__Text extract__:
......

# 2.7 noob in need of quick answers please



## boner (May 19, 2002)

so I am mulling buying a car that I have a soft spot for, a C4 gen a6 wagon, in the best possible colour, pearl white. it's got a dead v6. back in the day I had a UrS4 and loved it with the 220ish hp it had. given the years of manufacture, I would not be able to do this this time and register it legally, plus we have e-tests to content with. closest match from the factory would be a 2.7t.

I've gotta make up my mind on this pretty quick so no time to really learn up right now, sorry

coupla questions:

quick searching suggests 400hp is possible without opening the engine, what's the recipe? is it as simple as k04s, injectors and some programming?? (sounds too easy!). what about the clutch? the power's not terribly important but it would be nice to know in case I get silly later on.

what about electrical integration? the car I'm lookin at is a 97. iirc, 2.7t were 2001 onwards, so there's CANBUS to deal with? my experience runs out at obd2, but if I am not mistaken, canbus is a whole other can of worms and likes to have everything it's programmed for or it poops itself??? this car would be my daily in all weather, so this part is critical, isht's gotta work. any expertise to share with that?

the default option would be to pick up an A4 1.8t and swap everything, but that's no fun. plus, v6 -> v6 means no suspension issues which is one less thing to deal with...

thanks


----------

......

__Recorded data__:
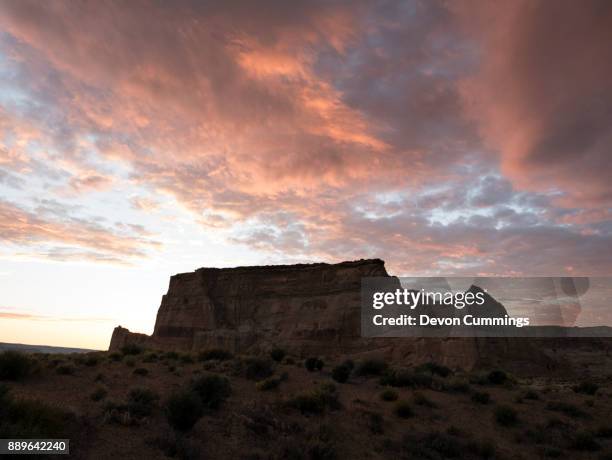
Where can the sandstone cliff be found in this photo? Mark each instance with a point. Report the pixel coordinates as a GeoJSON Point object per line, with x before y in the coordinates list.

......

__Request__:
Decide whether each statement below agrees with the forum post about the 2.7t engine swap. Answer yes or no for each and quote the words from the post that settle it.
1. The car the poster is considering is from 1997.
2. The poster considers power the most important factor.
3. The poster describes swapping in everything from an A4 1.8t as the fun option.

__Expected answer__:
1. Yes: "the car I'm lookin at is a 97."
2. No: "the power's not terribly important"
3. No: "the default option would be to pick up an A4 1.8t and swap everything, but that's no fun."